Request - All of the material below is to be repeated exactly.

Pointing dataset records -
################

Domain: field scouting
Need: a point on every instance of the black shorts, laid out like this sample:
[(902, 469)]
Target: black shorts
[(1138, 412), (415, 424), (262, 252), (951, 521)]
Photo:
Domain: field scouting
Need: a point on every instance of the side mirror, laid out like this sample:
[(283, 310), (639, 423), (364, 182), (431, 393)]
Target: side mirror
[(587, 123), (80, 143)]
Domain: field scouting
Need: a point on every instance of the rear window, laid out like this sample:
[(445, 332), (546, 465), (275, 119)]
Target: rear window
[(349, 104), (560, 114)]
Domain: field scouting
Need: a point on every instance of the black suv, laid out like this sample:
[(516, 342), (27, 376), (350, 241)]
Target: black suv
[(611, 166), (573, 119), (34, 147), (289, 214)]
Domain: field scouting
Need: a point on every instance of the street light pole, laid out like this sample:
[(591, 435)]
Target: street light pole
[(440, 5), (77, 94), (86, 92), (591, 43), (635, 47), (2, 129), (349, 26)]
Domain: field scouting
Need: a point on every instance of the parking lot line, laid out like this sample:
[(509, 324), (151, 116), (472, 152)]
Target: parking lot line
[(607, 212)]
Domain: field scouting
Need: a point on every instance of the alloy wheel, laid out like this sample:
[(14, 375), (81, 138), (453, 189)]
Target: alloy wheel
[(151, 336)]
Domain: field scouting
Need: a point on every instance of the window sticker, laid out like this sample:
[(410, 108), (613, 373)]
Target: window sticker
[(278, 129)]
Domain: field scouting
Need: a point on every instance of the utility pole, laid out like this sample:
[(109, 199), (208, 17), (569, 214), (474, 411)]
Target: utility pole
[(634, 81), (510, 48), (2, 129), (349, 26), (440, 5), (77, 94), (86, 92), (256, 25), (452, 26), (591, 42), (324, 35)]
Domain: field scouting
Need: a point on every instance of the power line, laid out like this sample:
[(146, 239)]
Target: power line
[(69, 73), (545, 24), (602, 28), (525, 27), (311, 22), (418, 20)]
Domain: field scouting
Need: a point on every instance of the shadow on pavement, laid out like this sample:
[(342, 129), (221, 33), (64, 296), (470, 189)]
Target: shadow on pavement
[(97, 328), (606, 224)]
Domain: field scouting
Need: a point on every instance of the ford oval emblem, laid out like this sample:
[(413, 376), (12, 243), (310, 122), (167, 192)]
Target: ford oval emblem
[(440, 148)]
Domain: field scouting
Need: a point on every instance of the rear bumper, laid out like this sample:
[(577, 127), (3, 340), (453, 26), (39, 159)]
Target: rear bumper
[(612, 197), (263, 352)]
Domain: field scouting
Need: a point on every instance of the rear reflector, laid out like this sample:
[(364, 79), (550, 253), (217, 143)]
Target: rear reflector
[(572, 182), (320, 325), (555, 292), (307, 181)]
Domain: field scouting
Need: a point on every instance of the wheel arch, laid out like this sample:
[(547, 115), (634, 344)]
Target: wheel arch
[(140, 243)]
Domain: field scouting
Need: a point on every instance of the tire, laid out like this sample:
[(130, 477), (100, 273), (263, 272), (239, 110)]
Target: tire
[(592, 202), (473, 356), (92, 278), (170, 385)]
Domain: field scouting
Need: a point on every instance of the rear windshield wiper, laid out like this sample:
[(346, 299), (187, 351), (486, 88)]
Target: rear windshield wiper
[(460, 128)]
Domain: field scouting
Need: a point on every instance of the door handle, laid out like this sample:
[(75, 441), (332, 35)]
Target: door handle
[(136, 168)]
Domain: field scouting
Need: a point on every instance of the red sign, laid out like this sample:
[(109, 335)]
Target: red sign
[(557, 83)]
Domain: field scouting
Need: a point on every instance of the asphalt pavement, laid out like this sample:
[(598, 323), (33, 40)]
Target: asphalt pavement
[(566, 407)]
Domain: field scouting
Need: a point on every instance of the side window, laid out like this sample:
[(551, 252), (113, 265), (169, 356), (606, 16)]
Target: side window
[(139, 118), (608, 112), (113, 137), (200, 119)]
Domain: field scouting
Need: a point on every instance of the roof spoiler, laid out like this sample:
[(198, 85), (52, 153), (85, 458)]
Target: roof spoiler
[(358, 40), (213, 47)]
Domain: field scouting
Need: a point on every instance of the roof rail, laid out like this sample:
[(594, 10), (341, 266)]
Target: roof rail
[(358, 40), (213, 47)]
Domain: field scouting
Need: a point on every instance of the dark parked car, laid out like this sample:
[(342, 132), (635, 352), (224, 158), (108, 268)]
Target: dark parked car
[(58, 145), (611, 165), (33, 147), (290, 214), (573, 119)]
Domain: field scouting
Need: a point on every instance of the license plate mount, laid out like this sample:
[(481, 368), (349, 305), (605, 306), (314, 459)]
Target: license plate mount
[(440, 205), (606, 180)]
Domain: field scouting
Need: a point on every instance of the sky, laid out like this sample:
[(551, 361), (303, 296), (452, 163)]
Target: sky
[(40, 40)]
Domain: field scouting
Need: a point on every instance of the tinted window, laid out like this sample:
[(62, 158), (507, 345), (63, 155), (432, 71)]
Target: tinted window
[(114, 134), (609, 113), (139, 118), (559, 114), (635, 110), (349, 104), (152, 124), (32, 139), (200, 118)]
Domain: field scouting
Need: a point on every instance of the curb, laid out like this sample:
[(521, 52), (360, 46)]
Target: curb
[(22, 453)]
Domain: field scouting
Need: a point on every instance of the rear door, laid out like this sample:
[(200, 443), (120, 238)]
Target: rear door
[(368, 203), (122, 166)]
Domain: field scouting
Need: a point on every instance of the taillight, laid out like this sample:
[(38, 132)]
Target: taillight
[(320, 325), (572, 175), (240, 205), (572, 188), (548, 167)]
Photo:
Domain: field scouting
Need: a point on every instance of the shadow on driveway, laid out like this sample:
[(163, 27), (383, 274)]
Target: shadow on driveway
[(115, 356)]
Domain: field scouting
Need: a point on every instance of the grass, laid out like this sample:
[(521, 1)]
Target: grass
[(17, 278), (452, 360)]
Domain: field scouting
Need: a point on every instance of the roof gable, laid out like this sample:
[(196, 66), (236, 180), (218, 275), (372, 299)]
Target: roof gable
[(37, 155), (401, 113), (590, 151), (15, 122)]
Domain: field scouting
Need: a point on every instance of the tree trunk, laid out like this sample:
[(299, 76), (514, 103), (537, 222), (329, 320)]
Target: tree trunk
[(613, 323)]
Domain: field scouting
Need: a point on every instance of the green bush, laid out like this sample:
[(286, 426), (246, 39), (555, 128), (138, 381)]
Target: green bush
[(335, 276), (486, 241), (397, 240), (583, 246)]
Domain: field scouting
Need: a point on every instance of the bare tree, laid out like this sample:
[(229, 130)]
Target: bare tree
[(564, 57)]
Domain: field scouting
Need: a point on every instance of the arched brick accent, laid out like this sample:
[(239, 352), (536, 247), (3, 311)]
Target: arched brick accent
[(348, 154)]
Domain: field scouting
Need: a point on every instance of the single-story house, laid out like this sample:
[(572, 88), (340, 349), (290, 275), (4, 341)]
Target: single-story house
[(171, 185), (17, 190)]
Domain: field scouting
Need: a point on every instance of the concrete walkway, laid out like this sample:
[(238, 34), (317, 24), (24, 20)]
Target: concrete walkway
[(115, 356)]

################

The solution -
Domain: field scouting
Need: a point on every instance of the black shorts, laid out like this sample:
[(902, 469)]
Target: black shorts
[(1138, 412), (415, 424), (262, 252), (951, 521)]
Photo:
Domain: field scouting
Need: a point on every instance of the side mirror, laid out like this sample:
[(283, 310), (639, 423), (364, 182), (431, 393)]
Target: side mirror
[(587, 123), (80, 143)]
Domain: field scouting
Need: a point on every instance of the rear window, laid out like this sample:
[(445, 332), (546, 465), (275, 119)]
Target: rear window
[(349, 104), (560, 114)]
Domain: field scouting
Need: a point on every instance of the black suv, laid out like this sample:
[(516, 342), (27, 376), (350, 241)]
Target: black suv
[(611, 166), (573, 119), (34, 147), (289, 214)]
Domain: field scouting
Need: a point on every instance of the street light pole, laid out like this sample:
[(591, 435)]
Target: street light pole
[(440, 5), (77, 94), (86, 92), (591, 43), (635, 47), (2, 129), (349, 26)]
Domain: field scouting
Need: a point on every instance of the parking lot line, laid out like this sample:
[(509, 324), (151, 116), (472, 152)]
Target: parking lot line
[(607, 212)]
Domain: field scouting
Need: a point on every instance of the alloy wheel, laid out like this sample:
[(14, 375), (81, 138), (453, 189)]
Target: alloy wheel
[(151, 336)]
Domain: field scouting
Need: a point on every instance of the window sticker, laid out like this sample:
[(410, 108), (613, 373)]
Target: window sticker
[(278, 129)]
Domain: field scouting
Need: a point on every instance of the utility pole, laid out like this sample:
[(109, 199), (208, 17), (569, 214), (474, 411)]
Target: utility pole
[(634, 81), (510, 48), (2, 129), (349, 26), (440, 5), (77, 94), (86, 92), (256, 25), (452, 26), (591, 42), (324, 35)]
Domain: field scouting
Need: a point on every instance of the power line, laid out like this sample:
[(146, 239)]
Target: power line
[(69, 73), (545, 24), (602, 28), (525, 27), (311, 22), (418, 20)]
Domain: field scouting
Need: a point on every instance of the shadow on pavement, laid out like this sample:
[(342, 129), (221, 33), (64, 296), (470, 189)]
Target: shadow on pavement
[(97, 328), (606, 224)]
Domain: field scouting
Need: a point on every instance of the ford oval emblem, laid out like this sample:
[(413, 376), (12, 243), (310, 122), (167, 192)]
Target: ford oval emblem
[(440, 148)]
Domain: field scouting
Need: a point on every instance of the rear bumper, laid out like this sample:
[(577, 127), (3, 340), (453, 26), (39, 159)]
Target: rear bumper
[(612, 197), (263, 352)]
Domain: field scouting
Need: a point on every instance of the rear reflector, laid out like this sample:
[(364, 79), (550, 253), (217, 143)]
Target: rear reflector
[(572, 182), (320, 325), (555, 292), (307, 181)]
Domain: field scouting
Need: a point on every instance of the wheel arch, laid out like this sample:
[(547, 115), (634, 344)]
Target: wheel arch
[(140, 243)]
Domain: field scouting
Need: a point on every instance of the tire, laid out like this sample:
[(130, 477), (100, 273), (263, 272), (239, 110)]
Target: tire
[(592, 202), (473, 356), (92, 278), (170, 385)]
Domain: field scouting
Need: a point on every instance of the rear windshield wiper, laid out like this sample:
[(346, 299), (187, 351), (486, 88)]
Target: rear windshield wiper
[(460, 128)]
Domain: field scouting
Need: a point on every instance of the door handle, laid out like this sample:
[(75, 441), (332, 35)]
Target: door handle
[(136, 168)]
Domain: field scouting
Need: a point on every instance of the red sign, laid out like this sample:
[(109, 335)]
Target: red sign
[(557, 83)]
Domain: field scouting
Need: a point on every instance of the asphalt pavement, laid out like this sample:
[(598, 323), (33, 40)]
Target: asphalt pavement
[(566, 407)]
Domain: field scouting
Need: a point on every instance of the side window, laid out like this sample:
[(551, 252), (113, 265), (169, 356), (606, 16)]
Target: side window
[(139, 118), (608, 112), (113, 137), (200, 119)]
Domain: field scouting
Need: a point on every instance of the roof spoiler, laid out like this sample:
[(198, 85), (52, 153), (85, 458)]
Target: roof spoiler
[(358, 40), (213, 47)]
Domain: field scouting
Need: a point on every instance of the roof rail, laid out like this sample:
[(594, 10), (341, 266)]
Target: roof rail
[(358, 40), (213, 47)]
Domain: field scouting
Need: a point on every instance of the dark parked car, laid out like this sample:
[(342, 132), (635, 352), (224, 158), (108, 268)]
Target: dark parked car
[(58, 145), (611, 165), (33, 147), (290, 214), (573, 119)]
Domain: field scouting
Need: a point on every instance of the license plate mount, laid out like this sample:
[(481, 368), (349, 305), (605, 306), (314, 459)]
Target: license plate mount
[(440, 205), (606, 180)]
Domain: field scouting
Need: a point on every instance of the sky, laid out like this sample:
[(551, 361), (303, 296), (452, 163)]
Target: sky
[(40, 40)]
Domain: field scouting
Need: a point on every instance of the tinted window, laid out like this sample:
[(62, 158), (507, 345), (63, 155), (432, 71)]
Target: tinted window
[(114, 134), (609, 113), (139, 118), (559, 114), (635, 110), (349, 104), (152, 124), (32, 139), (200, 118)]
Domain: field scouting
Need: a point on every instance of the curb, laid out like this sample:
[(521, 52), (360, 46)]
Target: curb
[(22, 453)]
Domain: field scouting
Need: a point on every instance of the rear door, laid out like this sample:
[(200, 443), (120, 238)]
Target: rear door
[(368, 203), (122, 166)]
Domain: field scouting
Need: a point on every instance of the taillight, laid out like this sample:
[(38, 132)]
Target: taillight
[(320, 325), (572, 175), (240, 205), (572, 188), (548, 167)]
Photo:
Domain: field scouting
Need: a point on every instance of the shadow on driveway, laid out like this sample:
[(163, 27), (383, 274)]
Target: shadow on driveway
[(115, 356)]
Domain: field scouting
Need: a point on every instance of the grass, laid out like this sample:
[(521, 1)]
Target: grass
[(17, 278), (452, 360)]
Domain: field scouting
Need: a point on every instance of the roof gable, laid out like this sample:
[(196, 66), (236, 180), (218, 275), (372, 299)]
Target: roof gable
[(37, 155), (401, 113), (590, 151), (15, 122)]
Domain: field scouting
Need: a point on every instance of the tree trunk, laid out like this sample:
[(299, 76), (514, 103), (537, 222), (329, 320)]
Target: tree trunk
[(613, 323)]
Domain: field scouting
Need: a point on every instance of the green bush, laid out like this sample:
[(286, 426), (246, 39), (555, 128), (138, 381)]
Target: green bush
[(335, 276), (486, 241), (397, 240), (583, 246)]
Domain: field scouting
Need: a point on every instance of the bare tree, laid out like this sample:
[(229, 130)]
Target: bare tree
[(564, 57)]
Domain: field scouting
Need: a point on every instance of the arched brick accent, laid out like this sample:
[(239, 352), (536, 247), (3, 311)]
Target: arched brick accent
[(348, 154)]
Domain: field scouting
Need: a point on every instance of the single-story house, laid out like this sample:
[(572, 88), (340, 349), (290, 275), (4, 341)]
Target: single-story house
[(171, 185), (17, 190)]
Domain: field scouting
Need: a point on every instance of the concrete walkway, laid out like this sample:
[(238, 34), (317, 24), (24, 20)]
Target: concrete walkway
[(115, 356)]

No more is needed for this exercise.